Wherever an image appears in the entries, drop it and reproduce everything else exactly.

(Task input Opens)

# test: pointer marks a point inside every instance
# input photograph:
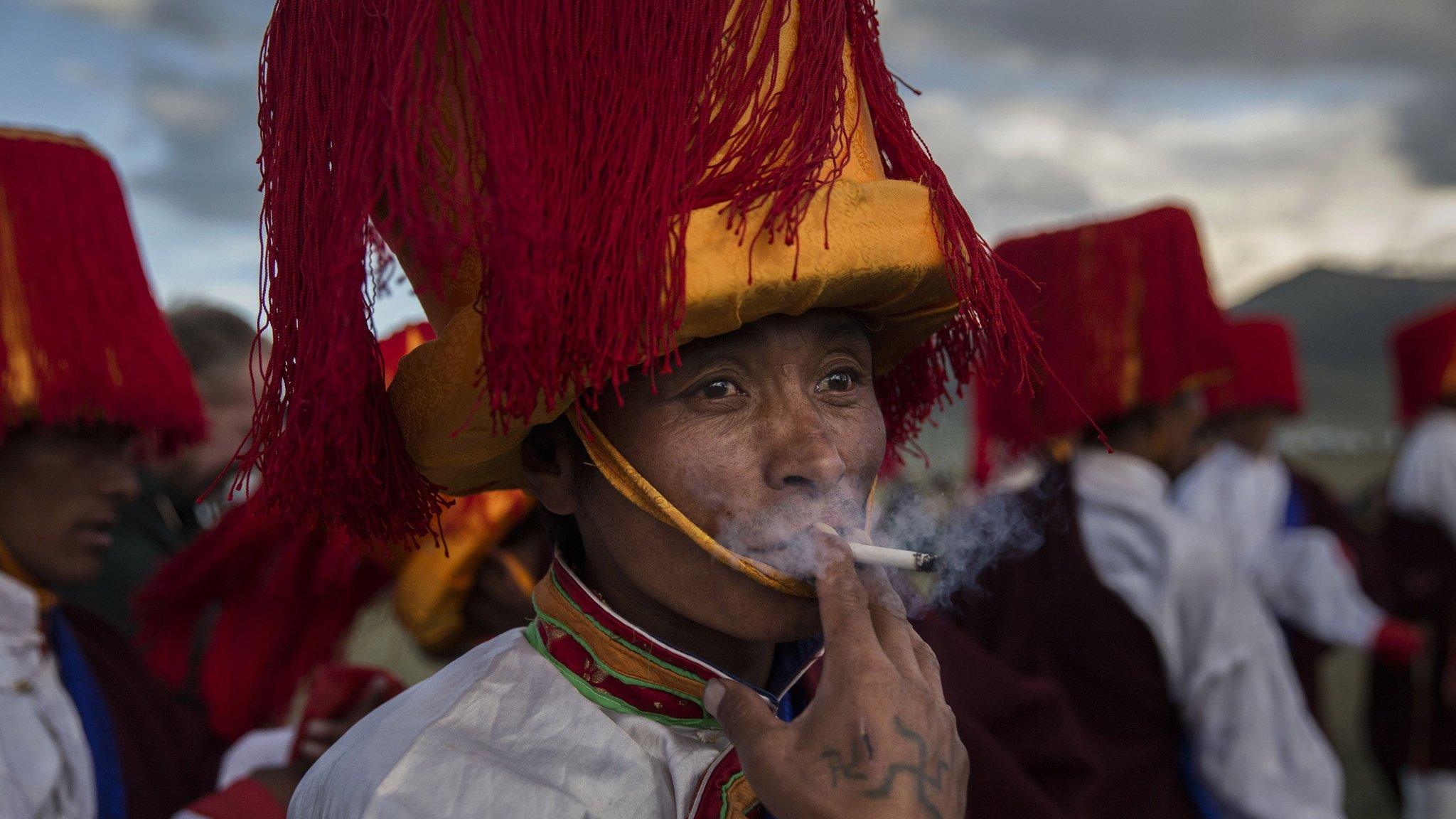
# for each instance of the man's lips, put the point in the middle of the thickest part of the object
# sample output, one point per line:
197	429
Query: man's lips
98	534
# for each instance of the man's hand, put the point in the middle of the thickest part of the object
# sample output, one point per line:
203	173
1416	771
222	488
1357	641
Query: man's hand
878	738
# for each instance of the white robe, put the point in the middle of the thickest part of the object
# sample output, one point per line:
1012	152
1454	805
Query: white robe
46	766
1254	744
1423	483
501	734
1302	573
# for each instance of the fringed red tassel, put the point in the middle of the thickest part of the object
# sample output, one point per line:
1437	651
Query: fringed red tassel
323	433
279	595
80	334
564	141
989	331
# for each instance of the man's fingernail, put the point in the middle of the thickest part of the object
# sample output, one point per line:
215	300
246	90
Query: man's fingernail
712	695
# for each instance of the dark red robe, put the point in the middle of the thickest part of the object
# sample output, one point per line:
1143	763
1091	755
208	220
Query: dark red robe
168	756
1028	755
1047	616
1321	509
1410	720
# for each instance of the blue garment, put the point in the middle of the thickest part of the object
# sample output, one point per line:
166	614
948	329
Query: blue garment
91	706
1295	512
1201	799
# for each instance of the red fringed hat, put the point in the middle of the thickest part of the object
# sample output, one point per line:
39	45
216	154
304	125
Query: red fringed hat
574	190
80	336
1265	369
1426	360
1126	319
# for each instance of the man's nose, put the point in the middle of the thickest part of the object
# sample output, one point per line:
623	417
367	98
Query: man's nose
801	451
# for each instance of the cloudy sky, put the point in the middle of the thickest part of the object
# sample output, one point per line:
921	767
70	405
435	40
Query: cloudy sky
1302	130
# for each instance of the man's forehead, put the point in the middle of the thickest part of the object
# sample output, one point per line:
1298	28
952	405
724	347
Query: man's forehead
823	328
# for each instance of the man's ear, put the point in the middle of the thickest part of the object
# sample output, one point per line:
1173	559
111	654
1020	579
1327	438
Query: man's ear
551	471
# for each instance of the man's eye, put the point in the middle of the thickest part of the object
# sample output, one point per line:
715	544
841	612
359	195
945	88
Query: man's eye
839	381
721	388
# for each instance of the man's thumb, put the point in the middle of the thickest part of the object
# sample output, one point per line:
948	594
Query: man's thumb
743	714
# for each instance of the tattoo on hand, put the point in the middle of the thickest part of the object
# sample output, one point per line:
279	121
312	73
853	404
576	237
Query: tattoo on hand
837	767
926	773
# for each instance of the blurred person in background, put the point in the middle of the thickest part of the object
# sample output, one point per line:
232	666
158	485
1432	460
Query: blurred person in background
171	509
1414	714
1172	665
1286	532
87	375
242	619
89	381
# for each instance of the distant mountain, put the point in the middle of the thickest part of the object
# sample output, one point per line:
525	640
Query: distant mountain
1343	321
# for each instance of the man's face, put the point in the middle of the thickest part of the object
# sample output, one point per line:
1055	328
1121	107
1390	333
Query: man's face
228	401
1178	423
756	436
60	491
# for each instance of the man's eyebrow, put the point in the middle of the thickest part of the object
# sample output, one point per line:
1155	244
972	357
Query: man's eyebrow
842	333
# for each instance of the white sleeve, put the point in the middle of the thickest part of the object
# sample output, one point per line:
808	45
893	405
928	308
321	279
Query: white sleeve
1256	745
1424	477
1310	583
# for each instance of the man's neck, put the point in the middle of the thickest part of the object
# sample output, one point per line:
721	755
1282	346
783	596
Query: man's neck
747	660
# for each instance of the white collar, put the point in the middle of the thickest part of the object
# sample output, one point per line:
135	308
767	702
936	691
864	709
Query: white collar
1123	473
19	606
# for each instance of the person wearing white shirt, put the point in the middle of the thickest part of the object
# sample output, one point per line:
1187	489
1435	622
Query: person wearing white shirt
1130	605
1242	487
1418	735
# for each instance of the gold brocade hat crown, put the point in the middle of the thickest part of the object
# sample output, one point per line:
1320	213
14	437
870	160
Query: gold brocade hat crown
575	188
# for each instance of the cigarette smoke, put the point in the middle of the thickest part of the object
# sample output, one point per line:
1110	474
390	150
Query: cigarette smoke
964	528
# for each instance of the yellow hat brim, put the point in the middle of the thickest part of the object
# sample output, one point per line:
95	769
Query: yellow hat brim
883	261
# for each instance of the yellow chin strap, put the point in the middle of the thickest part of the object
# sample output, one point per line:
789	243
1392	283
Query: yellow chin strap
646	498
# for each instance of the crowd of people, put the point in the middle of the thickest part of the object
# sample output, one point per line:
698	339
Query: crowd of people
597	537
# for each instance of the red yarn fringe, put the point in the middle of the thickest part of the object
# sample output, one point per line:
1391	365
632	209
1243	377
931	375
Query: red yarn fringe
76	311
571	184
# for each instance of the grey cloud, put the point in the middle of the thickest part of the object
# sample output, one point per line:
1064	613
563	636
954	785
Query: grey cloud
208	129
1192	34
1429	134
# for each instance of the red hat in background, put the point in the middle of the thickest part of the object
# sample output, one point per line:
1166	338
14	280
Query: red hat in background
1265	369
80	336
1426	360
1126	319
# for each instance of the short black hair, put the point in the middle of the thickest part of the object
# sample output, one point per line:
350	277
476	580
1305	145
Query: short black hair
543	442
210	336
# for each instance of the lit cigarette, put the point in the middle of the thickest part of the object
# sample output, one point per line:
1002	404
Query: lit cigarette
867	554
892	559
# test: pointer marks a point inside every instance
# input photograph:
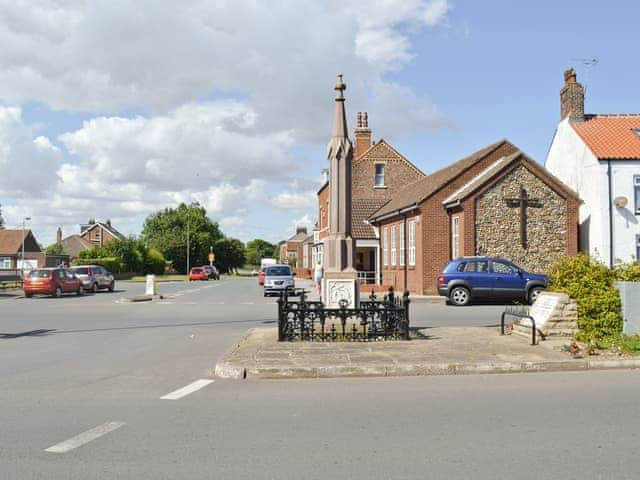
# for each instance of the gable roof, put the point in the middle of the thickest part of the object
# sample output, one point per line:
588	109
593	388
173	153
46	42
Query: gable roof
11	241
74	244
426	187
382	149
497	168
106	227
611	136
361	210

(Task input Closes)

#### Exercise output
# test: pointer marks a point inside every instance
# input photograph:
# for each instance of the man's lips, put the point in the middle of the thickest part of the object
# sample output, one point per line:
197	429
Query: man's lips
98	534
# for each instance of the man's hand, put the point in the middle of the thickest part of the object
# sample output, one point per line:
203	173
1416	771
222	488
1357	641
Query: man's hand
878	738
# for each instance of the white robe, put the point in the middle of the thickest part of the object
# sample output, one point per line:
1012	152
1454	805
Query: white robe
46	766
1254	744
1423	483
501	734
1302	573
# for each instance of the fringed red tassel, put the point in the middle of the thickest part of the object
# sample output, one point per line:
1437	651
Query: fringed red tassel
323	433
279	595
80	334
564	141
989	331
# for each instance of the man's fingernail, put the point in the middle of the thickest part of the object
# sample output, one point per line:
215	300
246	90
Query: man's fingernail
712	695
# for each instance of the dark red robe, put the point in the middle of the thickest part of the object
# sample output, one point per line:
1143	763
1091	755
208	220
Query: dark red robe
168	756
1028	755
1047	616
1321	509
1410	720
# for each instance of the blue garment, put the point in the middle of the thickest part of the object
# sample output, one point per line:
166	614
948	329
Query: blue garment
91	706
1295	512
1201	799
# for each instance of the red fringed hat, put the point in the middle of the thickest part of the object
# sample output, one point per line:
39	45
216	154
304	125
Query: red fringed hat
574	190
80	336
1265	369
1426	360
1126	319
# for each instance of the man's nose, put the point in the middle of the thickest part of the object
# sample output, one point per line:
623	417
367	98
Query: man's nose
801	451
# for each instance of the cloudy sky, put the point in the middle of the thickest part of the object
# sample output, one point per line:
921	767
70	405
435	40
Query: cloudy sky
1302	130
# for each instance of the man's forehead, put the point in the middle of the thickest part of the object
# sample output, one point per line:
1298	28
952	405
724	347
Query: man's forehead
823	328
# for each instance of the man's ear, put the point in the middle of the thickest part of the object
# sample output, one point per line:
1173	559
111	654
1020	579
1327	438
Query: man's ear
551	471
# for each instance of the man's eye, put the point in the middle of the thickest part of the object
# sample output, one point per line:
715	544
841	612
359	195
945	88
Query: man's eye
839	381
721	388
# for each instance of the man's thumb, put the point in the middle of the thickest part of the object
# sample output, one point per line:
948	594
Query: man's thumb
743	714
# for each instance of the tattoo on hand, put the point in the middle of the thickest part of the object
# sample output, one point per line:
279	121
312	73
853	404
576	237
Query: tattoo on hand
837	767
926	773
# for each instance of the blurred person in background, put the point in the middle of the thickest part of the object
# sample output, one point per line:
232	666
158	485
1432	460
Query: blurred person in background
171	509
1414	714
1172	665
1286	532
87	375
242	619
89	381
# for each instance of the distant mountain, put the point in the middle of the thickest part of the object
# sample output, one point per line:
525	640
Query: distant mountain
1343	321
# for each instance of the man's face, put the point in the middle of the thickest part of the object
# sample output, one point per line:
1055	328
1121	107
1390	333
Query: man's face
228	401
1178	423
756	436
60	491
# for each instance of the man's eyebrow, put the point in the middle of the thickest part of the object
# sample output, one point per line:
1155	244
972	357
Query: man's eyebrow
842	333
# for each instance of the white sleeve, put the point in the middle of the thickest part of the object
# sample output, one point per line:
808	45
893	405
928	308
321	279
Query: white sleeve
1256	745
1424	477
1310	583
# for each instance of the man's neck, put the point in the middle of the thickest part of the object
# sample output, one point per line:
721	755
1282	346
783	596
Query: man's neck
747	660
# for each instance of the white collar, put the point in the middle of the thickest part of the object
# sample output, one point per line:
135	308
767	702
936	691
864	709
Query: white collar
1123	473
19	606
# for each instance of the person wearing white shirt, put the point in the middle of the thickest part of the object
# sample output, one point per line:
1187	489
1435	622
Query: person wearing white shirt
1130	605
1242	487
1418	735
# for each instance of the gold brocade hat crown, put the point in the middle of the thickest part of the object
# sample output, one point per line:
1320	213
14	437
870	160
Query: gold brocade hat crown
575	188
# for each instance of the cigarette smoke, put the point in the middle of the thickest part of the object
# sample output, one point per line:
1110	474
390	150
Query: cigarette smoke
964	528
# for each instance of the yellow hat brim, put the point in the middle of the thickest part of the object
# sample output, one point per line:
95	769
Query: yellow hat brim
883	261
# for each instance of the yellow chin strap, put the point in the middle of the thickest part of the object
# sample output, one point per line:
789	243
1392	283
Query: yellow chin strap
646	498
# for each instance of the crowd of people, put the point in the middle of the thickest part of the object
# sample output, one point per line:
698	339
Query: crowd of people
597	537
# for each instance of the red yarn fringe, put the point in the middle of the thickest part of the object
# sample output, one point per line:
1391	365
632	209
1243	377
931	375
Query: red yarn fringe
76	311
571	184
# for each instance of the grey cloud, put the point in the middle of the thickest part of the object
# sample output, one point per line:
1064	613
563	636
954	785
Query: grey cloud
208	129
1192	34
1429	134
# for each instance of the red hat in background, put the point in the middle of the thickest part of the object
# sample output, one point per line:
1166	338
14	280
Query: red hat in background
1265	369
80	336
1426	360
1126	319
# for each instance of the short black hair, put the point in the middle of the thickest part of the object
# sample output, one point per line:
350	277
476	580
1305	145
Query: short black hair
543	442
210	336
# for each instance of the lit cigarette, put the point in the middle of the thickest part of the object
# sample output, one point per line:
1002	404
Query: lit cigarette
867	554
892	559
# test: pointer marks a point inside every instance
# input photograph:
# for each instance of the gable roof, put the point in the middle of the thickest part of the object
# sample output, one point per line:
588	109
593	388
173	153
46	42
Query: gable roof
11	241
74	244
426	187
382	149
497	168
106	227
611	136
361	210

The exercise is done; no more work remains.